## Directions for this task
Set down the full listing exactly as given. Any pictures are to be left out.
******************************
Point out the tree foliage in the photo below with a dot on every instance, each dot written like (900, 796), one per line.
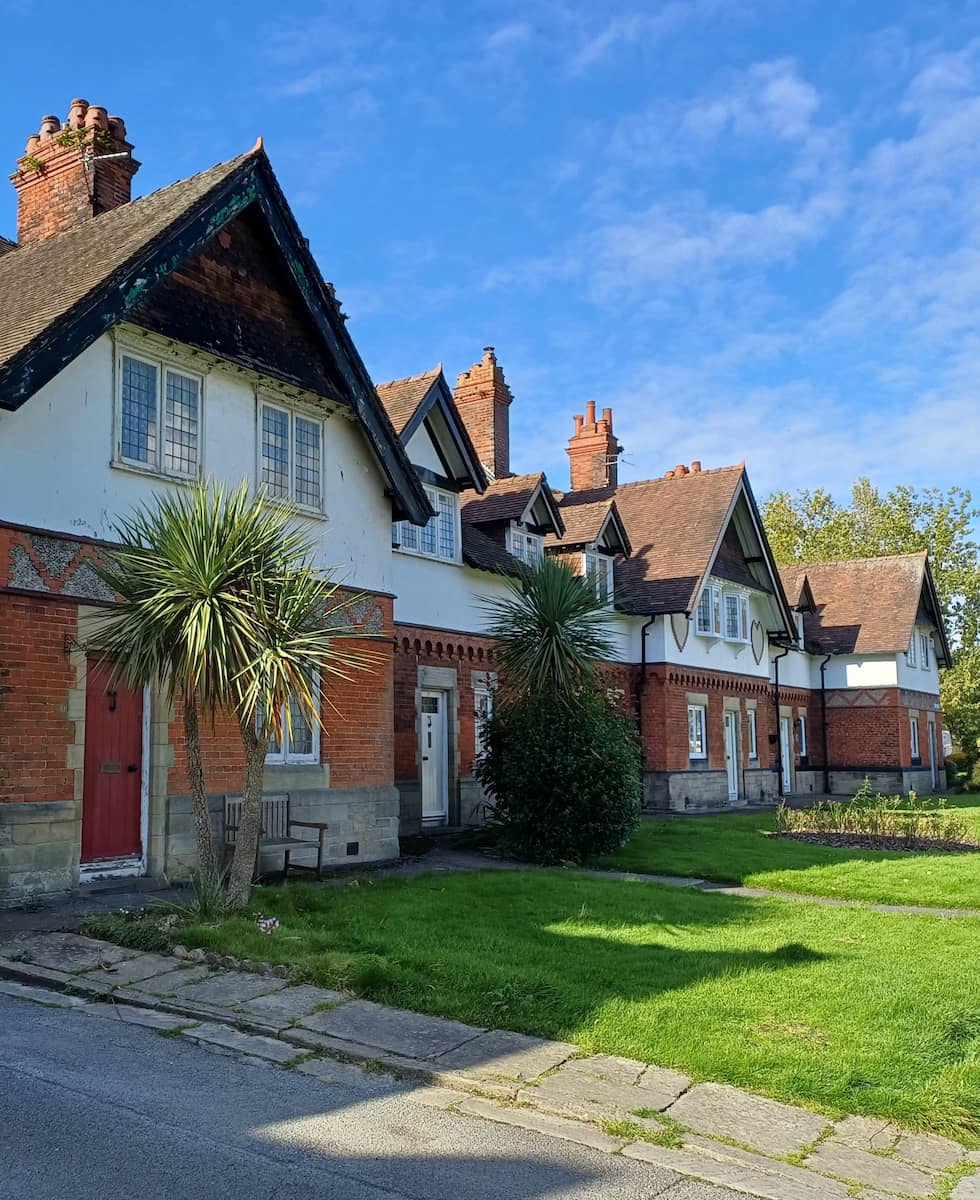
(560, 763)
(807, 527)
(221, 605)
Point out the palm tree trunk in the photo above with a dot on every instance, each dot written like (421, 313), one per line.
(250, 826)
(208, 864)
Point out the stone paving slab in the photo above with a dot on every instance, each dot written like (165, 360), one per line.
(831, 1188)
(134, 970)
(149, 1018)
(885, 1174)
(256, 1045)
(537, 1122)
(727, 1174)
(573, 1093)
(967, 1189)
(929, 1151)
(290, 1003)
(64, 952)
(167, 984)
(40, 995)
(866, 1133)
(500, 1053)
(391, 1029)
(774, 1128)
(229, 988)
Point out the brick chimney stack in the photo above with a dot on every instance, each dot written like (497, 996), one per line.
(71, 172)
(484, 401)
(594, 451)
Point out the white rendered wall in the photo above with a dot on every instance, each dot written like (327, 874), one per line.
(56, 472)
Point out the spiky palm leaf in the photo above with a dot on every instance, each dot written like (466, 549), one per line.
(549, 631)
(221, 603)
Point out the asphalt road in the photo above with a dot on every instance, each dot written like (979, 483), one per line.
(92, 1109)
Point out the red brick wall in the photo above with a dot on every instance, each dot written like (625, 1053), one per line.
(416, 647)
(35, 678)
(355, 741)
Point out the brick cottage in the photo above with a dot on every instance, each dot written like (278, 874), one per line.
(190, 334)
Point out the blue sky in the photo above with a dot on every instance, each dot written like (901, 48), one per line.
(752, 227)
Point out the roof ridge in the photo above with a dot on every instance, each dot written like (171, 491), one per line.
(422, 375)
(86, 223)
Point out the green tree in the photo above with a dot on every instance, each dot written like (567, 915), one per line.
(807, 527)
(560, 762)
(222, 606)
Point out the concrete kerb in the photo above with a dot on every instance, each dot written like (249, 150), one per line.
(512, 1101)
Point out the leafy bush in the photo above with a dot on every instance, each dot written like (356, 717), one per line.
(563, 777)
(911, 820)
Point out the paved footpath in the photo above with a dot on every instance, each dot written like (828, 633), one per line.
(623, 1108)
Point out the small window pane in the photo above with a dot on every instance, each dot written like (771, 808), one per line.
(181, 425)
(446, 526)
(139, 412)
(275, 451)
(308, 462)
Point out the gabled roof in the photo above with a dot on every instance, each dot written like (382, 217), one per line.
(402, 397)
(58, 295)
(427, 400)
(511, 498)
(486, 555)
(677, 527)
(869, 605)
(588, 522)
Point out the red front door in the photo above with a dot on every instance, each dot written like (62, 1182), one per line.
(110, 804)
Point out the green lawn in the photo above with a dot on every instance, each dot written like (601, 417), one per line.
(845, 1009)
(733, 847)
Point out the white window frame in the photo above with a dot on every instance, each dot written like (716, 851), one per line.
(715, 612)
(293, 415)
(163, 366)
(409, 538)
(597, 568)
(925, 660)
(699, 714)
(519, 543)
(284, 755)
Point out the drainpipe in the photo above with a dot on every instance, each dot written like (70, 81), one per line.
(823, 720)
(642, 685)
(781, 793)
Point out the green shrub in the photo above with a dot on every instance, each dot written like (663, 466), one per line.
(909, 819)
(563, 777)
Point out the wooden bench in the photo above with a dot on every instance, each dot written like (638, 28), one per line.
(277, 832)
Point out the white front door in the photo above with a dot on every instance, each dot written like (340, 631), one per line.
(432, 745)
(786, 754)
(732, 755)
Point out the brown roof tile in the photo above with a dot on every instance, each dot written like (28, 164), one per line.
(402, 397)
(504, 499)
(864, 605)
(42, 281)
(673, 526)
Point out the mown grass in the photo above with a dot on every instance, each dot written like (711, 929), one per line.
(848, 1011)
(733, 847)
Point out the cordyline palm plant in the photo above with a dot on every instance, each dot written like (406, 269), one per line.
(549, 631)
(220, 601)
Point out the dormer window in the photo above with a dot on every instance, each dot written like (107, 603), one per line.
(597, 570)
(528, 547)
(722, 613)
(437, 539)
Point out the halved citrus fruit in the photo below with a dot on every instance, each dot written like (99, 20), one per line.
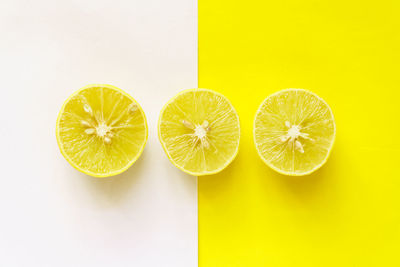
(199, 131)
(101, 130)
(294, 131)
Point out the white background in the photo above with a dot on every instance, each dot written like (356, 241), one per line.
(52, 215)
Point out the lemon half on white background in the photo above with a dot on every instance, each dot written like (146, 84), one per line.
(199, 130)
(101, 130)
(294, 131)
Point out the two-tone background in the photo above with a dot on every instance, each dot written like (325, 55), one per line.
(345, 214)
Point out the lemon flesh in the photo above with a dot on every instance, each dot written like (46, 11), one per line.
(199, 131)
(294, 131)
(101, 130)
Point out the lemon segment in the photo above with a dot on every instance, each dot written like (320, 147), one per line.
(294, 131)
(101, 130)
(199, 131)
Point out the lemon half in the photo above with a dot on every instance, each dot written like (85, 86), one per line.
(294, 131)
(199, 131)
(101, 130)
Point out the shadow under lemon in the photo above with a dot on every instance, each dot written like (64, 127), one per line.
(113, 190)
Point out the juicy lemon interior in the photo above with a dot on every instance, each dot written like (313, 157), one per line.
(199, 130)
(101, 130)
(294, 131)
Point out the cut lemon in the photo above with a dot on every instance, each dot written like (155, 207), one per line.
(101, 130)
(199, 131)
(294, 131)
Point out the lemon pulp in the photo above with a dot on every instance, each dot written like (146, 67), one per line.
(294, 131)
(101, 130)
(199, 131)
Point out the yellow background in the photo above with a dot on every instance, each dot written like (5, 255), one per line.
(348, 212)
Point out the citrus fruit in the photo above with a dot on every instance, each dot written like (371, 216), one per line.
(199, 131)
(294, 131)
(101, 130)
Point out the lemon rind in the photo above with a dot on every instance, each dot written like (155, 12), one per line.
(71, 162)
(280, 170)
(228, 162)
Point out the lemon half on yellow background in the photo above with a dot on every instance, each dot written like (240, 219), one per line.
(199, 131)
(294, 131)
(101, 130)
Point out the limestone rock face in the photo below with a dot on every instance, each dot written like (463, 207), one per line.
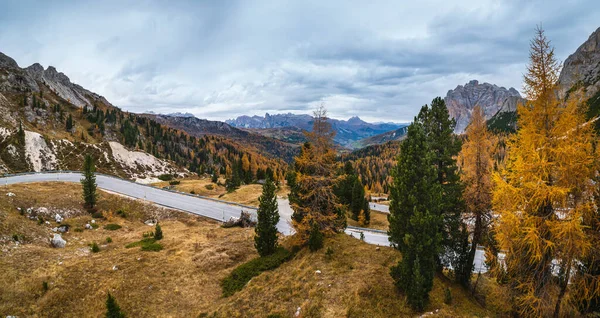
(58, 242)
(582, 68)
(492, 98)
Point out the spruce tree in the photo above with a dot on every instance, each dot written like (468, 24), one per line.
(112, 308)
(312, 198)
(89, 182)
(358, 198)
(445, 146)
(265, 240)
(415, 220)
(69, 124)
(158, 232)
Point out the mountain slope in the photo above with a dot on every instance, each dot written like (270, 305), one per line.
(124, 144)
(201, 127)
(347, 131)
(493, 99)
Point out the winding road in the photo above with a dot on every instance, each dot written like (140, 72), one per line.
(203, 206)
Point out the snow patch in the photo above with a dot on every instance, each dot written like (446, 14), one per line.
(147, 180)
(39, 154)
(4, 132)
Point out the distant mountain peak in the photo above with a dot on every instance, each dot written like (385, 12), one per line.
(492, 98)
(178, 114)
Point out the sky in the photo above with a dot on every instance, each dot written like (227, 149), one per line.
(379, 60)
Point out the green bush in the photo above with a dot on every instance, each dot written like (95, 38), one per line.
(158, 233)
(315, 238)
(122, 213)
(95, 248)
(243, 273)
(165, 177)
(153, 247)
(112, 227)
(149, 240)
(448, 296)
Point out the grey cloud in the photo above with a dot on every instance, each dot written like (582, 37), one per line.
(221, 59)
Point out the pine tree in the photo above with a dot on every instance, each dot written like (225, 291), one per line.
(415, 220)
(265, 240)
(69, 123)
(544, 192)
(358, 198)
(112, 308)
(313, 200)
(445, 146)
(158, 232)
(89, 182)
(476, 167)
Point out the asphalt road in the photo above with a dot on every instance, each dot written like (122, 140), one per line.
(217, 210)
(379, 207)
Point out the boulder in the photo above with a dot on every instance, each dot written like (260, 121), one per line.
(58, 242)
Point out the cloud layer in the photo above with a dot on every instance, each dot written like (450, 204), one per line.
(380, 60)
******************************
## Problem solution
Point out the tree foliage in the photo below with a dot on every instance, each dot written like (900, 796), one per line.
(560, 763)
(807, 527)
(221, 605)
Point out the palm tree trunk in the photo above with a dot on every instance, each dot written like (421, 313), one per line.
(250, 826)
(208, 864)
Point out the stone paving slab in the photo above with a dot on every instance, each dot written like (165, 360), one per line.
(831, 1188)
(134, 970)
(149, 1018)
(885, 1174)
(256, 1045)
(537, 1122)
(727, 1174)
(573, 1093)
(967, 1189)
(929, 1151)
(290, 1003)
(64, 952)
(167, 984)
(40, 995)
(866, 1133)
(500, 1053)
(391, 1029)
(774, 1128)
(229, 988)
Point out the brick chimney stack in the photo above with a dot on every instance, each dot written like (497, 996), one per line.
(71, 172)
(484, 401)
(594, 451)
Point out the white rendered wall in the photo above with a dot on every instance, each dot written like (327, 874), one per line.
(56, 472)
Point out the spiky palm leaf in the photo above with a dot on every instance, each dot written like (466, 549), one per line.
(549, 631)
(221, 603)
Point out the asphalt road in the photo above with a dot on every instance, each dot written like (979, 483), one per line.
(92, 1109)
Point out the red brick wall in the photo above with a dot on every instance, each dot written like (625, 1053), one per line.
(416, 647)
(35, 678)
(355, 741)
Point out the brick cottage in the photo above with a dot on every instance, each dot written like (278, 874), one per line.
(190, 334)
Point out the blue sky in the photo above with a dot on every instance, each dot written like (901, 48), one per line.
(752, 227)
Point out the roof ridge in the photo above with a dot on every instance, each dot written like (171, 491), one per line.
(422, 375)
(86, 223)
Point out the green tree in the photo above with a dot on every instance, each dot written like (567, 915), one per line.
(807, 527)
(560, 762)
(222, 606)
Point out the concrete kerb in the photo above with a dot on every instance, each dot written like (249, 150), one per line.
(512, 1101)
Point out the leafy bush in the photo above with a dot on every instance, each dot written like (356, 717), one per line.
(563, 777)
(911, 820)
Point out the paved footpath in the photo above with a dot on every instance, each dot written like (828, 633), one per line.
(623, 1108)
Point out the small window pane in the photo above with a dot on every instance, each dot written like (771, 808), one per line.
(181, 425)
(446, 526)
(139, 412)
(275, 451)
(308, 462)
Point out the gabled roof in the photo above with a dot on every instance, each dot written like (382, 217), one per line.
(402, 397)
(58, 295)
(427, 400)
(511, 498)
(486, 555)
(677, 527)
(869, 605)
(588, 522)
Point out the red front door in the photo above with a dot on every instance, each dot written like (62, 1182), one per line.
(110, 804)
Point out the green lawn in the photo above with a dot on every instance, each dot written like (601, 417), one per line.
(845, 1009)
(733, 847)
Point out the white window frame in the photo above with a dot on every instance, each dot written like (716, 851), one per line.
(715, 612)
(293, 415)
(163, 366)
(409, 538)
(597, 568)
(925, 660)
(699, 714)
(519, 543)
(284, 755)
Point out the drainpipe in the photo above with a dot on every instance, each dot written like (70, 81), one per line.
(823, 720)
(642, 685)
(781, 793)
Point out the green shrub in the photo above with a dot on every instance, each dot written like (663, 466), one per line.
(909, 819)
(563, 777)
Point out the wooden bench in the photo above with a dot on every instance, each dot written like (638, 28), one per line.
(277, 832)
Point out the white front door in the photo above with a dot on every instance, each dot written like (340, 631), one per line.
(432, 745)
(786, 754)
(732, 755)
Point out the brown roof tile in the photo above with a dot on every instance, each dot written like (28, 164), one per line.
(402, 397)
(504, 499)
(864, 605)
(42, 281)
(673, 526)
Point out the mown grass in the photo above with a dot on every instance, each dot written like (711, 929), one per line.
(848, 1011)
(733, 847)
Point out the cordyline palm plant in the photo above with a dot on every instance, each dot written like (406, 269), one per line.
(549, 631)
(220, 601)
Point out the dormer window in the photo above with a dot on every instance, each dot written like (107, 603), one per line.
(597, 570)
(528, 547)
(722, 613)
(437, 539)
Point out the halved citrus fruit in the photo below with a dot on every instance, each dot written like (99, 20), one per line.
(199, 131)
(101, 130)
(294, 131)
Point out the white background in the photo above with a dot on every instance, each dot written like (356, 241), one per line.
(52, 215)
Point out the lemon half on white background in the photo above with a dot on every instance, each dot written like (146, 84), one per line.
(199, 130)
(101, 130)
(294, 131)
Point out the two-tone background in the photo above with a dot on every instance, each dot written like (325, 55), one per line.
(345, 214)
Point out the lemon flesh in the photo above with a dot on every instance, each dot written like (46, 11), one per line.
(199, 131)
(294, 131)
(101, 130)
Point out the lemon segment in the photo above with a dot on every instance, each dot written like (320, 147), one per line.
(294, 131)
(101, 130)
(199, 131)
Point out the lemon half in the photo above with a dot on every instance, each dot written like (85, 86), one per line.
(294, 131)
(199, 131)
(101, 130)
Point out the shadow under lemon in the photo above with a dot on every instance, each dot written like (64, 127), one per line.
(113, 190)
Point out the juicy lemon interior in the photo above with a dot on every instance, each dot written like (313, 157), one per line.
(199, 130)
(101, 130)
(294, 131)
Point out the cut lemon in the photo above with a dot on every instance, each dot written like (155, 207), one per line.
(101, 130)
(199, 131)
(294, 131)
Point out the lemon pulp in the photo above with a dot on every instance, each dot written like (146, 67), one per line.
(294, 131)
(101, 130)
(199, 131)
Point out the yellow background in the photo above with a dot on every instance, each dot written like (5, 255), one per line.
(348, 212)
Point out the citrus fruit in the photo above with a dot on every instance, each dot written like (371, 216), one per line.
(199, 131)
(294, 131)
(101, 130)
Point out the lemon rind in the photo above with a dot on every instance, each dot written like (155, 12), one per line.
(71, 162)
(280, 170)
(228, 162)
Point out the lemon half on yellow background in the photo above with a dot on every instance, each dot written like (240, 219), one per line.
(199, 131)
(294, 131)
(101, 130)
Point out the limestone rock face in the photo below with a dot on every instance, each dot written like (463, 207), one per line.
(58, 242)
(582, 68)
(492, 98)
Point out the spruce tree in the photo above with a dot on every instance, each dot written like (468, 24), one per line.
(112, 308)
(312, 198)
(89, 182)
(358, 198)
(445, 146)
(265, 240)
(415, 220)
(69, 124)
(158, 232)
Point out the mountain slope in the photo above with a dot on every instance, each dot written like (270, 305), one per line.
(124, 144)
(201, 127)
(347, 131)
(493, 99)
Point out the winding road in the photo above with a dot on every instance, each dot written like (140, 72), one per line.
(203, 206)
Point out the snow patch in the photo above with a dot on every instance, each dot written like (446, 14), one per line.
(147, 180)
(39, 154)
(4, 132)
Point out the distant mountain peak in the photo above with a dot on every instance, each dot written like (385, 12), one per line.
(492, 98)
(178, 114)
Point out the sky in the photo above with a dot on every instance, each dot written like (227, 149), one per line.
(379, 60)
Point out the green bush in the photo above with a dot on every instance, each dot written like (95, 38), one per line.
(158, 233)
(315, 238)
(122, 213)
(95, 248)
(243, 273)
(165, 177)
(153, 247)
(112, 227)
(149, 240)
(448, 296)
Point out the grey cloud in the photo above with a dot on every instance, each dot written like (582, 37), one per line.
(221, 59)
Point out the pine tree in the photo above with a dot on every instance, each dot written like (225, 291), one per line.
(415, 220)
(265, 240)
(69, 123)
(544, 192)
(358, 198)
(112, 308)
(313, 200)
(445, 146)
(158, 232)
(89, 182)
(476, 167)
Point out the asphalt road in the photo above with a dot on every instance, each dot written like (122, 140), one per line.
(217, 210)
(379, 207)
Point out the boulder in the photo above with a dot on every instance, each dot written like (260, 121), one per line.
(58, 242)
Point out the cloud layer in the photo above with a dot on every instance, each dot written like (450, 204), one per line.
(380, 60)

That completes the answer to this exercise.